Nothing but the lines from the start of the records through the line that contains "positive clicks: (523, 74)" is to be copied, and each is to be copied exactly.

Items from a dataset
● ● ● ● ● ● ●
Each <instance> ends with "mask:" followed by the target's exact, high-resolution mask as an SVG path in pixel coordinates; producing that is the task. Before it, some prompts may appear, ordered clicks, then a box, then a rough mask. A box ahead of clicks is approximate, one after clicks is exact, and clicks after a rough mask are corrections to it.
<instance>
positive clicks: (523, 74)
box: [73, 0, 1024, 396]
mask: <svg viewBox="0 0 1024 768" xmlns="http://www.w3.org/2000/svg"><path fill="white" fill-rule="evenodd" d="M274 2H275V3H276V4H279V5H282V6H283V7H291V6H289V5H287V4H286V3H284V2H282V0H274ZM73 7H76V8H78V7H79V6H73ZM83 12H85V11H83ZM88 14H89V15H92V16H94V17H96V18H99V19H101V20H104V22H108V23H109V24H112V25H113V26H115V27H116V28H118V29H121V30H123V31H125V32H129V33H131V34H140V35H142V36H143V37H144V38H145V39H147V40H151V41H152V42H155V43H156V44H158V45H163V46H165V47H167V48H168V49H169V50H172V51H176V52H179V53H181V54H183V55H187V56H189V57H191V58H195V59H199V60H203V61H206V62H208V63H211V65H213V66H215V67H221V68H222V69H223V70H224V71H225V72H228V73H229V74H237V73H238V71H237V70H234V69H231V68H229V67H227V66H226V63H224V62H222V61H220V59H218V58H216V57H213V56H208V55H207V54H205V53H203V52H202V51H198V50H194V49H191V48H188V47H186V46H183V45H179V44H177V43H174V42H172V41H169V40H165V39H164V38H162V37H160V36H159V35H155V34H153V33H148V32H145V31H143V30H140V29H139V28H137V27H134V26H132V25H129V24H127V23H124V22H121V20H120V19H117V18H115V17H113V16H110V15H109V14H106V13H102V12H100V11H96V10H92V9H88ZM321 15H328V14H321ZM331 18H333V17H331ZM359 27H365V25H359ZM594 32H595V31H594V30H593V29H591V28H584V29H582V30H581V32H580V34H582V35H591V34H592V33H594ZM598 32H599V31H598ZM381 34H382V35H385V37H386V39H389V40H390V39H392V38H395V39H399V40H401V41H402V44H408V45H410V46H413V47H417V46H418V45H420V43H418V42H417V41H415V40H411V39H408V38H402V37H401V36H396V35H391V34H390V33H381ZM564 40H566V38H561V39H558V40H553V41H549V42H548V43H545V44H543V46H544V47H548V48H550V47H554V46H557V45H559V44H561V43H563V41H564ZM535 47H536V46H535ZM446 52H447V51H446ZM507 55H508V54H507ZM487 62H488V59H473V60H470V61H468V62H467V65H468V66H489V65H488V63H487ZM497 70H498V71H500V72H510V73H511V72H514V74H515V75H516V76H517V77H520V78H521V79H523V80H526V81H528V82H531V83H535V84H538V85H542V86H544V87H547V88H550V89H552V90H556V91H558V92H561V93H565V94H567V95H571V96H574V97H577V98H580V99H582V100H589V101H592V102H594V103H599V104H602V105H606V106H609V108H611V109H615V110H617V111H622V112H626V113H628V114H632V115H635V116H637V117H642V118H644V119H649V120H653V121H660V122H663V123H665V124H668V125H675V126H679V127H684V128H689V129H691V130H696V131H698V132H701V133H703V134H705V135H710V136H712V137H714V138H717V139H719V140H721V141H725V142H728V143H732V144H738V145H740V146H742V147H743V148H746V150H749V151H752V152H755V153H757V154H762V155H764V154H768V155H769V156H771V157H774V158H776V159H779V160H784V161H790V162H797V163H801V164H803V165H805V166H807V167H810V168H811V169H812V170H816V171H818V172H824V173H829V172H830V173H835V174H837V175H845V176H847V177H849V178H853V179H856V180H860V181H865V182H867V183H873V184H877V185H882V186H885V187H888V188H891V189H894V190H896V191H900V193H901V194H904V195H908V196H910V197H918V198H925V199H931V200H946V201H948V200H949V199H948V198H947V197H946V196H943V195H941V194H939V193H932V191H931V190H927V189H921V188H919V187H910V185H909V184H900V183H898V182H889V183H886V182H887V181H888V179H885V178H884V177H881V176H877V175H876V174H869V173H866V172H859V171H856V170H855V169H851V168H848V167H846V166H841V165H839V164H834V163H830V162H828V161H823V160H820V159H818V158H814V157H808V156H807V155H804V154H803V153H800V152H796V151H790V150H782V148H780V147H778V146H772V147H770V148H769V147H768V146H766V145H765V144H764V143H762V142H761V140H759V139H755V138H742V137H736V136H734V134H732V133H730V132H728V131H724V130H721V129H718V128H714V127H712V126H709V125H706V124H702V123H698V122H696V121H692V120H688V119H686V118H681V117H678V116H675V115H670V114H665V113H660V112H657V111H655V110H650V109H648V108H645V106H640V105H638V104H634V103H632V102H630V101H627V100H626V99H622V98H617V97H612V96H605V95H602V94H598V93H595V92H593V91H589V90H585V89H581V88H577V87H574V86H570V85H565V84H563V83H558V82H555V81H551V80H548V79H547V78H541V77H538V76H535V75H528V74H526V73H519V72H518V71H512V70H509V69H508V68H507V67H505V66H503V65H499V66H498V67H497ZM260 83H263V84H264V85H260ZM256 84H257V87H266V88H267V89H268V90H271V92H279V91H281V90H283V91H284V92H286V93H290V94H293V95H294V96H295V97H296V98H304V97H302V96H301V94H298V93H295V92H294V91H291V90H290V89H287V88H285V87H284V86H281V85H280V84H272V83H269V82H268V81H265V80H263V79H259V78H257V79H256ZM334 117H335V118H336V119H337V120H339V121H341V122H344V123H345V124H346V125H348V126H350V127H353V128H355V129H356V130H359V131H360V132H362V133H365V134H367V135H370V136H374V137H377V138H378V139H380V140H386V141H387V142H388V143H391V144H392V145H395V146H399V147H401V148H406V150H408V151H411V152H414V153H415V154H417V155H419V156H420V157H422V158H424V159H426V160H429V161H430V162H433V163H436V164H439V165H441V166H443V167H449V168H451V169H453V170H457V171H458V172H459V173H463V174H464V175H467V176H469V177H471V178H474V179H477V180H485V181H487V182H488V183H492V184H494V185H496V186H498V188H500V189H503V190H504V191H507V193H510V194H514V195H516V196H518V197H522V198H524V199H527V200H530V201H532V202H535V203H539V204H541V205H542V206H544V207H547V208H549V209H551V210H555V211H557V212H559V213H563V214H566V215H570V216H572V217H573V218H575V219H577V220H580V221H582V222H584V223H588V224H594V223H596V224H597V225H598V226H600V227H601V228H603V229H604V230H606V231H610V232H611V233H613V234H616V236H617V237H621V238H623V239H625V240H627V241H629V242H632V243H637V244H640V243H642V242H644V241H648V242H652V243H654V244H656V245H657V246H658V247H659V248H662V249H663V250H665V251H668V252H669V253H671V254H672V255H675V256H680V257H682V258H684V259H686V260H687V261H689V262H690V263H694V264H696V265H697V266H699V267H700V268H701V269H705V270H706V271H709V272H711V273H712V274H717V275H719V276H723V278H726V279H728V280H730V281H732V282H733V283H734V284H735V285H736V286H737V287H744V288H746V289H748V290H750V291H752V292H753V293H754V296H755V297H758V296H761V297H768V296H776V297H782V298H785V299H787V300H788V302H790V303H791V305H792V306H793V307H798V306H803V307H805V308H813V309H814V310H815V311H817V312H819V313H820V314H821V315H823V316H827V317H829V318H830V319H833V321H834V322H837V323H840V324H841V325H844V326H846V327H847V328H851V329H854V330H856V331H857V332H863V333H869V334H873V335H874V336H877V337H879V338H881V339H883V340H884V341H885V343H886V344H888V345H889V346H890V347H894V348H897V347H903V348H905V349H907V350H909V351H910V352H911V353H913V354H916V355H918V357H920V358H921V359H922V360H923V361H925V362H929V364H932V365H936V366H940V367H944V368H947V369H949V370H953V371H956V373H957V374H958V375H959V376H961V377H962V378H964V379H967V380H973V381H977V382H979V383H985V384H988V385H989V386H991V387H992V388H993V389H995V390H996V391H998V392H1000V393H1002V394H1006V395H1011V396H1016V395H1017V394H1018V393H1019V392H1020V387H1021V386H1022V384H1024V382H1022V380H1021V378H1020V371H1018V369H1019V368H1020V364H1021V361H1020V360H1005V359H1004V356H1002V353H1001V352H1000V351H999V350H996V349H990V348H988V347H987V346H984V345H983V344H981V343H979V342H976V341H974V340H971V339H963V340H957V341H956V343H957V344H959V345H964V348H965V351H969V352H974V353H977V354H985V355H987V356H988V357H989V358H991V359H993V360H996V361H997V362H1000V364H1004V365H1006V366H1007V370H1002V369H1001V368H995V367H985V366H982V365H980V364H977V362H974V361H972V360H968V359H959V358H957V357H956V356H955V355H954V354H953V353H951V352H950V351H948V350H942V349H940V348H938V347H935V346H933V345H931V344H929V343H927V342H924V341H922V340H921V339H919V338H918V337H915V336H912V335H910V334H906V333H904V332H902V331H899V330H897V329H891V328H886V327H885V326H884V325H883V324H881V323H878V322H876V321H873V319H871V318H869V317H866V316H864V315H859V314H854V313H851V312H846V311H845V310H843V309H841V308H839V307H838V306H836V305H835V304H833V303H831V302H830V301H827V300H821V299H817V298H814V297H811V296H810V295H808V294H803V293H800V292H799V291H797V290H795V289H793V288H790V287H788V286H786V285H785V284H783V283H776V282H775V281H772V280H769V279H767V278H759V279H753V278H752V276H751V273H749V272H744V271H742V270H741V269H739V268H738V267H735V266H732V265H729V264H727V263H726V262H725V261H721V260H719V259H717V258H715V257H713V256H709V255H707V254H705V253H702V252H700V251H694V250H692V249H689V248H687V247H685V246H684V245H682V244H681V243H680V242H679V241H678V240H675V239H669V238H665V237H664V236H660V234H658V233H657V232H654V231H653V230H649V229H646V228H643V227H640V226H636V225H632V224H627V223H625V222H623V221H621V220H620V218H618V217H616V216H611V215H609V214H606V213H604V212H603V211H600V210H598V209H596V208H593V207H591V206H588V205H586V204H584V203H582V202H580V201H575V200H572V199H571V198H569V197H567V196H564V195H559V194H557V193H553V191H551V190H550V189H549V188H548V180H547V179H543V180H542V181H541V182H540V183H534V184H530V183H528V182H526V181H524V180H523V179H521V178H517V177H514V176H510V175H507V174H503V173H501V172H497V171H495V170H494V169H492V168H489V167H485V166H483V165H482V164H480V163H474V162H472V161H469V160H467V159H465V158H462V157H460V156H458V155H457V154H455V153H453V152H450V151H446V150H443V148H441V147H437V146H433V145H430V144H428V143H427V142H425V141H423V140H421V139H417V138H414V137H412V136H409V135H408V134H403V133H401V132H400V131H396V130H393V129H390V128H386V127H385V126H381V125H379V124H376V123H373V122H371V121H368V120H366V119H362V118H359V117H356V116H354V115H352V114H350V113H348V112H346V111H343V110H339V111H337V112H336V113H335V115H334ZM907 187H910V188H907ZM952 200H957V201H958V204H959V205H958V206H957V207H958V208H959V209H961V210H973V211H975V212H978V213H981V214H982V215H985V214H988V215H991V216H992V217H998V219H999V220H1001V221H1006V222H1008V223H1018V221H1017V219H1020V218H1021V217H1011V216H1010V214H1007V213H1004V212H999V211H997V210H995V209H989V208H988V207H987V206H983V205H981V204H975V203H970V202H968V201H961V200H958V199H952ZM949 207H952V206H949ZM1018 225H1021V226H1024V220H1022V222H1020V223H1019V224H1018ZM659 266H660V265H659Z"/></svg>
● ● ● ● ● ● ●
Exercise output
Each <instance> ends with "mask:" followed by the target's exact, high-resolution mask as an SVG path in pixel coordinates; producing that is the task. Before it, some prompts may appear, ordered clicks, then a box, then a rough mask. A box ahead of clicks is approximate, one after clicks is exact, and clicks after a rough mask are corrections to it.
<instance>
positive clicks: (523, 74)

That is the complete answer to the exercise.